- Opening Delimiter -
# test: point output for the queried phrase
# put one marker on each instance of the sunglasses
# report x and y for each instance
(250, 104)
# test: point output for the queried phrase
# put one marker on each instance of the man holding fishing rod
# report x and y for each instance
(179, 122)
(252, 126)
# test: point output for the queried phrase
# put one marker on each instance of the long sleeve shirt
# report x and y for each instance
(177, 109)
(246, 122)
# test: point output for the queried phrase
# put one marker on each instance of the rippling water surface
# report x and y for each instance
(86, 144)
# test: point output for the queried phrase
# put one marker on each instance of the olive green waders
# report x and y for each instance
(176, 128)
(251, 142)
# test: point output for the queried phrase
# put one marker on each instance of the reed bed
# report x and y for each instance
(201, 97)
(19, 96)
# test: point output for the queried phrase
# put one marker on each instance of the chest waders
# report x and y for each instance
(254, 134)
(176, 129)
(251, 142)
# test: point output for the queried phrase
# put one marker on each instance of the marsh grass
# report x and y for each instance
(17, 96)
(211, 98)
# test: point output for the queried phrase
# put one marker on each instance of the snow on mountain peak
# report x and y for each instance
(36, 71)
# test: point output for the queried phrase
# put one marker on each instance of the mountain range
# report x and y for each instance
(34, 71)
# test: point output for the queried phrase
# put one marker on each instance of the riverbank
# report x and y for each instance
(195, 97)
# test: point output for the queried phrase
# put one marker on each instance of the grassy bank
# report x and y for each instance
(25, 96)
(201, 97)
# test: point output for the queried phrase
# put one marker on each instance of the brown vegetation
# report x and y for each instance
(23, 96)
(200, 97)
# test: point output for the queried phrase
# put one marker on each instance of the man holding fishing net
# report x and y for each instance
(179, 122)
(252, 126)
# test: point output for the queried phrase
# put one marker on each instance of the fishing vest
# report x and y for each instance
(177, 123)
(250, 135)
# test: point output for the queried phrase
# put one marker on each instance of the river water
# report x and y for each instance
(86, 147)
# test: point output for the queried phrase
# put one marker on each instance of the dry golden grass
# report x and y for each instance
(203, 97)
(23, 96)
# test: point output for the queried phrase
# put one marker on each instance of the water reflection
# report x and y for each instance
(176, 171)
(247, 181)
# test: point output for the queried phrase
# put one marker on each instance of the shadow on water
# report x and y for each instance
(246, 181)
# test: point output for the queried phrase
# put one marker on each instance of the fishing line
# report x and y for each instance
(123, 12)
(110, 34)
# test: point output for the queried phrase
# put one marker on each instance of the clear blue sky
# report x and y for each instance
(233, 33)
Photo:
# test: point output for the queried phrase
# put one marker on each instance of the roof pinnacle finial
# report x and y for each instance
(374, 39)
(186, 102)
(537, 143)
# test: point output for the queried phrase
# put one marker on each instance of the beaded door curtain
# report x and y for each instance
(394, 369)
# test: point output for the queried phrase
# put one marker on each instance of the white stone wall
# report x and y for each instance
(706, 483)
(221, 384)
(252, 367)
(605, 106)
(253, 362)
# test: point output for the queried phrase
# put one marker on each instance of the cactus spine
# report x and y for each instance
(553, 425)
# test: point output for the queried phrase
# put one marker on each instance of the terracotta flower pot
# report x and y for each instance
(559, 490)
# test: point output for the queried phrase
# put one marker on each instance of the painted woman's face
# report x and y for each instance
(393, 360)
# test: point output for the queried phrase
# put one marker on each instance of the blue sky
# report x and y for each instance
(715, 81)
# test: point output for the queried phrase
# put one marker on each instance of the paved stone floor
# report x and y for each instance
- Closing Delimiter -
Filter the preceding entries down to the lines with "fishing".

■ Result for this task:
# put one marker on each instance of the man holding fishing rod
# put one marker on each instance of the man holding fishing net
# put one marker on each instance of the fishing vest
# put one marker on each instance of the fishing line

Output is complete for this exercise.